PROBLEM DETAILS:
Can you reproduce, word for word, the part of the data that opens with the line containing "whole garlic bulb." and closes with the line containing "[416,351,568,473]", including both of those lines and nothing else?

PROVIDED DATA:
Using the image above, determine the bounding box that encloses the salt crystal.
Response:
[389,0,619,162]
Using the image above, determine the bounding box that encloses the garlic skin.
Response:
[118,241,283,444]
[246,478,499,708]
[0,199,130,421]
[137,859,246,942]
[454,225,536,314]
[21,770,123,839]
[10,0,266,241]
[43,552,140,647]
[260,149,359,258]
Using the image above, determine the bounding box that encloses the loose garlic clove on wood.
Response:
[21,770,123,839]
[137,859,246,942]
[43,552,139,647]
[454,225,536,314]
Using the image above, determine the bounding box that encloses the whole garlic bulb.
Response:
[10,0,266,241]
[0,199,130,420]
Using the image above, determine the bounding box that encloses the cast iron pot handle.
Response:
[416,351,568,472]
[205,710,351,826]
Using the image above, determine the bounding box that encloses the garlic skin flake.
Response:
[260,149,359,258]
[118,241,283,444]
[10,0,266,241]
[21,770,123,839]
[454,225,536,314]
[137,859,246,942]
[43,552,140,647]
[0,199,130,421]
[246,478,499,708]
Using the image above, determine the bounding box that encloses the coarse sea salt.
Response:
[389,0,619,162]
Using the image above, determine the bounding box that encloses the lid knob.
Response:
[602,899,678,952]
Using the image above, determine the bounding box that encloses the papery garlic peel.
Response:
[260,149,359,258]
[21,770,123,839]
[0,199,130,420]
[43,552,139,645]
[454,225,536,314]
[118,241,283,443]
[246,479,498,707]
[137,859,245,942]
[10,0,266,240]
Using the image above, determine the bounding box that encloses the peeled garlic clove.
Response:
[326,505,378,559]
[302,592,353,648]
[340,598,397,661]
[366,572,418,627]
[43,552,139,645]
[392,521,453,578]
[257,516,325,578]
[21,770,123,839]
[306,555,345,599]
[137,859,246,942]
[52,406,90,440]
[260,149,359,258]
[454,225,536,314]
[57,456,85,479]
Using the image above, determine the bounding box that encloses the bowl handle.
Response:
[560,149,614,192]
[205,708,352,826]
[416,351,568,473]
==
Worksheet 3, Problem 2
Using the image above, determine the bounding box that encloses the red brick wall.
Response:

TASK RESULT:
Using the image above, determine the bounding box that encloses the whole garlic bulb.
Response:
[10,0,266,241]
[0,199,130,420]
Using the image above, determine the bounding box that encloses the cast iron pot handle.
Response:
[416,351,568,472]
[205,710,351,826]
Using the image above, determine the bounding box that encloses the garlic skin flake.
Response:
[260,149,359,258]
[118,241,283,444]
[10,0,266,241]
[21,770,123,839]
[454,225,536,314]
[137,859,246,942]
[43,552,140,647]
[0,199,130,421]
[246,478,499,708]
Using the image above, determine the bounding box that encloses the coarse sea salt.
Response:
[389,0,619,162]
Using the image above, determine the bounding box that encloses the lid knob.
Response:
[602,899,678,952]
Using the image above, determine the bounding box that encloses the papery garlic peel.
Response:
[260,149,359,258]
[21,770,123,839]
[0,199,130,420]
[43,552,139,645]
[454,225,536,314]
[118,241,283,443]
[246,479,498,707]
[137,859,245,942]
[10,0,266,240]
Using the image above, determine the bounding box that encloses the peeled garlic clove.
Response:
[326,505,378,559]
[302,592,353,648]
[340,598,397,661]
[366,572,418,627]
[43,552,139,645]
[392,521,453,578]
[257,516,325,578]
[21,770,123,839]
[306,555,345,599]
[137,859,246,942]
[52,406,90,440]
[260,149,359,258]
[454,225,536,314]
[57,456,85,479]
Using the image above, determine the bounding box that encloses the bowl handle.
Response:
[560,149,614,192]
[205,708,352,826]
[416,351,568,473]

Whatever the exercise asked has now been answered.